Material provided
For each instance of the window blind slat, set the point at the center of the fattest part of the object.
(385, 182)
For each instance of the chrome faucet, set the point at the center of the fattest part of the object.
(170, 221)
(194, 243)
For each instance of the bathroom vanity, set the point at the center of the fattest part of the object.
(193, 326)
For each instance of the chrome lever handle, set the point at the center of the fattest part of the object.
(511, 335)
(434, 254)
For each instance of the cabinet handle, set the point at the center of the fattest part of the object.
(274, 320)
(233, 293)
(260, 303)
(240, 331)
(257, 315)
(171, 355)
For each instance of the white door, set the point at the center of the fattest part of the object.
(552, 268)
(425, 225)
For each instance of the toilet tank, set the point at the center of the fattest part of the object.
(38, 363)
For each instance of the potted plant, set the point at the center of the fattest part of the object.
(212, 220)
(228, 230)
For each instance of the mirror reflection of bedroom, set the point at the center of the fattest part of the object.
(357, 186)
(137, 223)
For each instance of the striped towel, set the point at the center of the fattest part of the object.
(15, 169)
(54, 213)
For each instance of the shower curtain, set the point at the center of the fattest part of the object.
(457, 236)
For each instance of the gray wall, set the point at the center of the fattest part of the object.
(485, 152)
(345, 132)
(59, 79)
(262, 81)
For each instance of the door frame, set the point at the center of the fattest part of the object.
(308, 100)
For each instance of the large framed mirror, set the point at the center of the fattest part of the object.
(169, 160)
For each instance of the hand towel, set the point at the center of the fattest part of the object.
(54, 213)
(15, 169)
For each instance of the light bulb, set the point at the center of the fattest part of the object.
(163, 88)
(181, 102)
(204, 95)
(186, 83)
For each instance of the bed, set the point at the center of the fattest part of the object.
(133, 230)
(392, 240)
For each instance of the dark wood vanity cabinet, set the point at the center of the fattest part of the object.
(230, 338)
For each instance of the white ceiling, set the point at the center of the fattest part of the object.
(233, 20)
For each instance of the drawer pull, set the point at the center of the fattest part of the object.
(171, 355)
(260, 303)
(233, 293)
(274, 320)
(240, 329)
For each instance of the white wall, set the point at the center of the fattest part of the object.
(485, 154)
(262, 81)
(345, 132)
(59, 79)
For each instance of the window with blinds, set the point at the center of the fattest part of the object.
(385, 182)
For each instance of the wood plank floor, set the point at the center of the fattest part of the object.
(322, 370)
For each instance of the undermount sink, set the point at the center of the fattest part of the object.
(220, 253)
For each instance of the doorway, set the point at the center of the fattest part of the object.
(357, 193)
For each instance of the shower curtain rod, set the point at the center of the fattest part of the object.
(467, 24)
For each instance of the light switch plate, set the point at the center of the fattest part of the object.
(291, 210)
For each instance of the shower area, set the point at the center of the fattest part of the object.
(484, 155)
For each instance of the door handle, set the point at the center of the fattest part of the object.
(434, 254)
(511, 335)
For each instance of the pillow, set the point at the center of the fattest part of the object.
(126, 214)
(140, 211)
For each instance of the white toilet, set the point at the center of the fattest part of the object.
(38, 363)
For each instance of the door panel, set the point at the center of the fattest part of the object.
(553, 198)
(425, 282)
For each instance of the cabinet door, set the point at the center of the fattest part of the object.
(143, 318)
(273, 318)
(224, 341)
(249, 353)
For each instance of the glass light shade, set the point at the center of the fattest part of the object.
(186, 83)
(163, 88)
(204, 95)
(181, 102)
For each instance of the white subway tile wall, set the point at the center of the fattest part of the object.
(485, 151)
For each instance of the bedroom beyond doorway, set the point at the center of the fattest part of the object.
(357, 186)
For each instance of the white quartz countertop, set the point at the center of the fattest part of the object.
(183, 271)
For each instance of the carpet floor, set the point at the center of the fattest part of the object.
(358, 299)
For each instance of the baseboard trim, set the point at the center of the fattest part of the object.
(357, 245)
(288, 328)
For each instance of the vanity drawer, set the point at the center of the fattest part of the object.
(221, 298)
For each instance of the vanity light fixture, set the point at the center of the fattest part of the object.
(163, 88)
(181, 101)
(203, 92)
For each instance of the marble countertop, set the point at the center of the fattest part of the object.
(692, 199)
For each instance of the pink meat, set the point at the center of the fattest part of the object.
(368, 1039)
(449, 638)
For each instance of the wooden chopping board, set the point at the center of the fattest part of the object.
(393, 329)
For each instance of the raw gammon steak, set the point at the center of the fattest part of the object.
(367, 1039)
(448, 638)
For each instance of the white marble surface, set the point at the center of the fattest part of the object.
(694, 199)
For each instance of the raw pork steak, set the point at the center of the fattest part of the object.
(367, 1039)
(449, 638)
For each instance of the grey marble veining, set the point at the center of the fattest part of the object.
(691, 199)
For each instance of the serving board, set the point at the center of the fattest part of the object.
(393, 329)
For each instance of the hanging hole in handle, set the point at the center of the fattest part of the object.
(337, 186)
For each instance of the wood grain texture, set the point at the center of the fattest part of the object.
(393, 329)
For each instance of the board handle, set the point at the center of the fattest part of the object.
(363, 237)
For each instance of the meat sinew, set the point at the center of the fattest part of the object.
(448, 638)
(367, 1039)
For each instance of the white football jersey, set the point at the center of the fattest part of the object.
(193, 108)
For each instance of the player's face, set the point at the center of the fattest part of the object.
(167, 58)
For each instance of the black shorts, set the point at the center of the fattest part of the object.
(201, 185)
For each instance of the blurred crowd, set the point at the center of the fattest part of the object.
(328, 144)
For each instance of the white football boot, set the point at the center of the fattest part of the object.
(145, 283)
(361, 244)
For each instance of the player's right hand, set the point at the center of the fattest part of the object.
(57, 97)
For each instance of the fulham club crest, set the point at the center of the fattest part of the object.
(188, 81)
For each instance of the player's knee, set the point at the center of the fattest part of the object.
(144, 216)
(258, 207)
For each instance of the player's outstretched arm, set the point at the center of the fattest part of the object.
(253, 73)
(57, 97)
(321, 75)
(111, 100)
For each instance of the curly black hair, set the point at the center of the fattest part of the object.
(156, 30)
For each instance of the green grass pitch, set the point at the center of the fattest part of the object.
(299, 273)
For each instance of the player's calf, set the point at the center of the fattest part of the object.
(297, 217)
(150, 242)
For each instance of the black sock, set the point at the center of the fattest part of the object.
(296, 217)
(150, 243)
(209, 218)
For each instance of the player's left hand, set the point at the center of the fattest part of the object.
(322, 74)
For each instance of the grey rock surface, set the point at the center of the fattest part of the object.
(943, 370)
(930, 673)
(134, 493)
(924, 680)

...

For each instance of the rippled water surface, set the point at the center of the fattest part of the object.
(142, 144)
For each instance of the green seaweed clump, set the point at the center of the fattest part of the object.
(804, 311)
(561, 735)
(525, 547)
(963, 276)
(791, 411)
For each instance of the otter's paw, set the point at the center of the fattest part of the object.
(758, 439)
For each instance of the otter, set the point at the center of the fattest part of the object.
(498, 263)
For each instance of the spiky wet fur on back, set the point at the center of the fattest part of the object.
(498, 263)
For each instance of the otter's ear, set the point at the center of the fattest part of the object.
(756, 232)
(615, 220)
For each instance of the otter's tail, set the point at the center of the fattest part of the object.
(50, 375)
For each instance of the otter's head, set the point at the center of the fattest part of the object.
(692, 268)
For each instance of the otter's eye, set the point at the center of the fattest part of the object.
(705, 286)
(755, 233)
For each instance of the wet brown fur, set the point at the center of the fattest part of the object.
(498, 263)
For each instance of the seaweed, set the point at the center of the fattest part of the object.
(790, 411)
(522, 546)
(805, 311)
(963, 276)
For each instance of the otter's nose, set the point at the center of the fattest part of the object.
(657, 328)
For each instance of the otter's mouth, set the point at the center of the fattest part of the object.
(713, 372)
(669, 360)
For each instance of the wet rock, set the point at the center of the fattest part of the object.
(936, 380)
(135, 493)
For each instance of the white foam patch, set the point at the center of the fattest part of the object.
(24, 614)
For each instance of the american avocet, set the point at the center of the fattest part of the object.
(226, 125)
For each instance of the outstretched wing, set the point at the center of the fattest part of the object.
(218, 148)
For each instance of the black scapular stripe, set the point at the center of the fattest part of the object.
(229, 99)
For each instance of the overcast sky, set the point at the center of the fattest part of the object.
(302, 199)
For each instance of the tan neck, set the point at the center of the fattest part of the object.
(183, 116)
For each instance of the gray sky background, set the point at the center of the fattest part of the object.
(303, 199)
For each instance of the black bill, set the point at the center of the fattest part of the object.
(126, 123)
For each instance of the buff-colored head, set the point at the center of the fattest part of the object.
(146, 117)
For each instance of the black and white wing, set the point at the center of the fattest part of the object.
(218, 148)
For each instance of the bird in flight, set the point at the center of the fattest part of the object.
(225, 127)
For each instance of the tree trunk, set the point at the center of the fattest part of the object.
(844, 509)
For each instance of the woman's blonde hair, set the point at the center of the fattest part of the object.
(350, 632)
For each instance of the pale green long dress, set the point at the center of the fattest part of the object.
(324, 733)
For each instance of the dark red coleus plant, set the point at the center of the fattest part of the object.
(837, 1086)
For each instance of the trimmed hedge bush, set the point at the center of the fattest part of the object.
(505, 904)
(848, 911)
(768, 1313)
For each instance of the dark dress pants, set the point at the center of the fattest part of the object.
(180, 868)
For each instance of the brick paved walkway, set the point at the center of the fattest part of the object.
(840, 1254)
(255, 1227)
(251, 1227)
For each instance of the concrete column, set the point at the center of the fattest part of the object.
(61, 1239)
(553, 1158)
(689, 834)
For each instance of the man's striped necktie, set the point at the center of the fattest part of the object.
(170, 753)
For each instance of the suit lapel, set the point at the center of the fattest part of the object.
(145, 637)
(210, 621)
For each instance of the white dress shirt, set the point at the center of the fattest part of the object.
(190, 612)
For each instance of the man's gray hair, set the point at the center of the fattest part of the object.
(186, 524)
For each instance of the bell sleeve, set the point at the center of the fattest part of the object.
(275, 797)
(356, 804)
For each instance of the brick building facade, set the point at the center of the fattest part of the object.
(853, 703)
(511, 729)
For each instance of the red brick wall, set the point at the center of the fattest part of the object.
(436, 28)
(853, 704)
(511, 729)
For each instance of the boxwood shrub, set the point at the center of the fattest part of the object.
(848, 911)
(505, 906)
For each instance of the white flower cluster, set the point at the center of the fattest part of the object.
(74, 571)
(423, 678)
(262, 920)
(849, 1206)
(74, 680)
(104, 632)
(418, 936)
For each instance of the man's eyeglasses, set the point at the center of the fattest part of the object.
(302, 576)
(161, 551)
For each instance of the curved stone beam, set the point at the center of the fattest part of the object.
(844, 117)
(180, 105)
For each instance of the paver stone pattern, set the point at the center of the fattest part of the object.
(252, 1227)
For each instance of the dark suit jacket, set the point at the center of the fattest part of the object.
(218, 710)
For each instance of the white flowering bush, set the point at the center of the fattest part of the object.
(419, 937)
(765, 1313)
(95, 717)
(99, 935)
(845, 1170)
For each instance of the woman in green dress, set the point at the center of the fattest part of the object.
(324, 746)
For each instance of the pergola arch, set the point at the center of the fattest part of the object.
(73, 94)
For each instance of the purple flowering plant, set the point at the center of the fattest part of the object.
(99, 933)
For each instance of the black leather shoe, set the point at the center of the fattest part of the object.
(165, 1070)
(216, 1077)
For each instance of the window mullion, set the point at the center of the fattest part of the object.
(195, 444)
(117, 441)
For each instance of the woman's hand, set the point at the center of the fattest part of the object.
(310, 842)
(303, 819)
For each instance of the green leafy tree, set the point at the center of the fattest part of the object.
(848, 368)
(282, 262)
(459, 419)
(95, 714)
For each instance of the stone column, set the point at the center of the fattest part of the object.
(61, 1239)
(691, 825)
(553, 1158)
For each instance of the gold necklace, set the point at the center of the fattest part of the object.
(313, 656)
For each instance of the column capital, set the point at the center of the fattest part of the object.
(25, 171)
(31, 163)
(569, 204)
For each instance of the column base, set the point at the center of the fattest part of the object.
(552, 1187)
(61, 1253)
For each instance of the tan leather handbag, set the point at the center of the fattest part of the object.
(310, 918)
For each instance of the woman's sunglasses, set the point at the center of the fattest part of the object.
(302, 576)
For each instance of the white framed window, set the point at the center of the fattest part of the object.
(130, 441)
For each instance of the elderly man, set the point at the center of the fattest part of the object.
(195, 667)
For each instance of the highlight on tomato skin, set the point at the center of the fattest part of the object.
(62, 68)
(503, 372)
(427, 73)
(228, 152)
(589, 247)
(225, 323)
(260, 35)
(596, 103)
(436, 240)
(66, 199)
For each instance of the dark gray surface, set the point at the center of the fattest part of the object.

Short task
Begin at the row that has "For each instance of the trimmed" and stop after the row that has "(251, 1227)". Write out every row in that span, offsetting each point coordinate by 132.

Answer in full
For each instance of the trimmed hedge bush, set the point at the center of the fattest part of the object.
(637, 1036)
(980, 1043)
(900, 1445)
For each instance of the dark dress pants, set the point at the center of the fattest part of the object.
(312, 1000)
For each instance of the brick paved walkway, set the point at the center of the fattest part of the object.
(972, 1386)
(387, 1359)
(383, 1359)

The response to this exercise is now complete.